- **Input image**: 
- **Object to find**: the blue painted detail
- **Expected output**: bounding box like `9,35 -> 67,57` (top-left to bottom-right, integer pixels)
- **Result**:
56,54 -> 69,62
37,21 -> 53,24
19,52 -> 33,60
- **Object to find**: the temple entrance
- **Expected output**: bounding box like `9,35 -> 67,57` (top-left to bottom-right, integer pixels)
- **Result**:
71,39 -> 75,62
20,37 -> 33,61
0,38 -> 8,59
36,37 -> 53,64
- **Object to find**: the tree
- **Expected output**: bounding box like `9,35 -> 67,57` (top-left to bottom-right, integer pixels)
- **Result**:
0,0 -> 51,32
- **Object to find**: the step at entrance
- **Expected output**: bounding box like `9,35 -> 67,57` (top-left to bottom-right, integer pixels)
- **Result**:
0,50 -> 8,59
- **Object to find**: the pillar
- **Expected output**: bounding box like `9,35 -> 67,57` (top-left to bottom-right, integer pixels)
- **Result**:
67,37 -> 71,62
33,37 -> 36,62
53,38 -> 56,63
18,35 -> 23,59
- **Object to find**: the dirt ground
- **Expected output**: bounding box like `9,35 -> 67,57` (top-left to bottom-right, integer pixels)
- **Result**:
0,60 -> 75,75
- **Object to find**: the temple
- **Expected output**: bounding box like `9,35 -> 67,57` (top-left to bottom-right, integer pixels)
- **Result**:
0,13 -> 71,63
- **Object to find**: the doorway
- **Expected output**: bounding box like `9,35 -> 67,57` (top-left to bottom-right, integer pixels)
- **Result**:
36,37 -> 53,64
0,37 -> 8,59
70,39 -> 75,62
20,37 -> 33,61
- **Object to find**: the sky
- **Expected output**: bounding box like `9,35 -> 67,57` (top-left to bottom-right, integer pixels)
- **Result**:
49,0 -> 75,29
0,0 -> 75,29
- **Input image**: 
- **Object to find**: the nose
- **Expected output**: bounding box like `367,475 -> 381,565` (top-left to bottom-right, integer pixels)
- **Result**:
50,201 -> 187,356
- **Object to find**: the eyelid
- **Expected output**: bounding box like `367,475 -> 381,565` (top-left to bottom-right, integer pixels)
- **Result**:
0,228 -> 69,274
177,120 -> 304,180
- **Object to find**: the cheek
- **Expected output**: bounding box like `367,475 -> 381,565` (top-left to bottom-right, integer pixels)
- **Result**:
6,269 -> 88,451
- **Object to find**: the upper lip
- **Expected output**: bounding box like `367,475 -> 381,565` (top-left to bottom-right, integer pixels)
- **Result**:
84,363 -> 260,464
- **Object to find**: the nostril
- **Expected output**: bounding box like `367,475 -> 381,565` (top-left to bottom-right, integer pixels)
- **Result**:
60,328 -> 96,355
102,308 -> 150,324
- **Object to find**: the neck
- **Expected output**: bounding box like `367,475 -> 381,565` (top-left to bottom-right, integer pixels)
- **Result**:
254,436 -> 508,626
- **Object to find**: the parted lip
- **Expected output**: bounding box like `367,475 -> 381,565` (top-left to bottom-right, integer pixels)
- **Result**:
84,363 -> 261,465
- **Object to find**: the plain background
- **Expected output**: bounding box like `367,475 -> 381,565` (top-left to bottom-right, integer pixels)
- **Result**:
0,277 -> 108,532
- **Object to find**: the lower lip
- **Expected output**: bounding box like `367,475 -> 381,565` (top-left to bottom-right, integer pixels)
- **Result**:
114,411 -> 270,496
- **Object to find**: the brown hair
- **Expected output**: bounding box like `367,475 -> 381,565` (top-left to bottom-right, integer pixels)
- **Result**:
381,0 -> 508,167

• • •

Direction. Reproduce the listing above word for word.

Answer.
- **Input image**: 
- **Object to find**: the blue painted detail
- **Expected output**: bounding box like `9,35 -> 67,57` (top-left to bottom-right, integer pixels)
- **Result**:
56,54 -> 69,62
37,21 -> 53,24
19,52 -> 33,60
- **Object to find**: the temple entrance
- **Expected output**: bounding box like `9,35 -> 67,57` (top-left to bottom-right, integer pixels)
- **Result**:
71,39 -> 75,62
20,37 -> 33,61
0,38 -> 8,59
36,37 -> 53,64
- **Object to find**: the tree
- **Expected output**: bounding box like `9,35 -> 67,57` (top-left to bottom-right, integer pixels)
- **Result**:
0,0 -> 51,32
- **Object to find**: the step at entrance
- **Expected output**: bounding box like `9,35 -> 67,57` (top-left to bottom-right, integer pixels)
- **Result**:
0,50 -> 8,59
- **Object to find**: the pillar
- **Expected output**: bounding box like `9,35 -> 67,57` (top-left to bottom-right, integer pixels)
- **Result**:
67,37 -> 71,62
33,37 -> 36,62
53,38 -> 56,63
18,35 -> 23,59
- **Object to find**: the dirt ground
- **Expected output**: bounding box like `9,35 -> 67,57` (top-left to bottom-right, integer pixels)
- **Result**:
0,60 -> 75,75
- **Object to find**: the temple
- **Expected output**: bounding box like `9,35 -> 67,57` (top-left to bottom-right, integer pixels)
- **Result**:
0,13 -> 71,63
- **Object to find**: the doorway
- **Expected output**: bounding box like `9,35 -> 67,57` (top-left to bottom-right, integer pixels)
- **Result**:
36,37 -> 53,64
0,37 -> 8,59
70,39 -> 75,62
20,37 -> 33,61
- **Object to find**: the sky
- **Expected output**: bounding box like `9,35 -> 67,57` (top-left to bottom-right, integer pixels)
- **Result**:
49,0 -> 75,29
0,0 -> 75,29
- **Input image**: 
- **Object to find**: the nose
- **Expected output**: bounding box like `367,475 -> 381,565` (top-left to bottom-right, integer pixels)
- **Result**:
50,201 -> 187,356
- **Object to find**: the eyelid
- **Expected output**: bounding box like `367,475 -> 381,565` (top-left to bottom-right, integer pixels)
- **Result**:
0,228 -> 69,274
177,120 -> 304,180
- **Object to find**: the cheek
- **Expected output**: bounding box like `367,475 -> 381,565` (top-left to bottom-right, integer pixels)
- **Result**:
6,269 -> 88,451
- **Object to find**: the upper lip
- **Expected output**: bounding box like `367,475 -> 381,565` (top-left to bottom-right, integer pixels)
- **Result**:
84,363 -> 260,464
- **Object to find**: the nostril
- **Expected output**: bounding box like `367,475 -> 381,565` (top-left to bottom-right, integer pixels)
- **Result**:
60,328 -> 96,355
102,308 -> 150,324
- **Object to find**: the neck
- **Expected output**: bounding box like `367,475 -> 381,565` (top-left to bottom-right, integer pixels)
- **Result**:
254,436 -> 508,626
- **Object to find**: the parted lip
- **Expected output**: bounding box like `367,475 -> 381,565` (top-left to bottom-right, integer pixels)
- **Result**:
84,363 -> 261,465
- **Object to find**: the plain background
- **Expected output**: bounding box like `367,475 -> 381,565` (top-left to bottom-right, integer pixels)
- **Result**:
0,277 -> 108,532
- **Object to find**: the lower lip
- **Expected output**: bounding box like `367,475 -> 381,565` (top-left to bottom-right, integer pixels)
- **Result**:
114,411 -> 270,496
- **Object to find**: the brown hair
- **Expected output**: bounding box like `367,475 -> 381,565` (top-left to bottom-right, integer pixels)
- **Result**:
381,0 -> 508,167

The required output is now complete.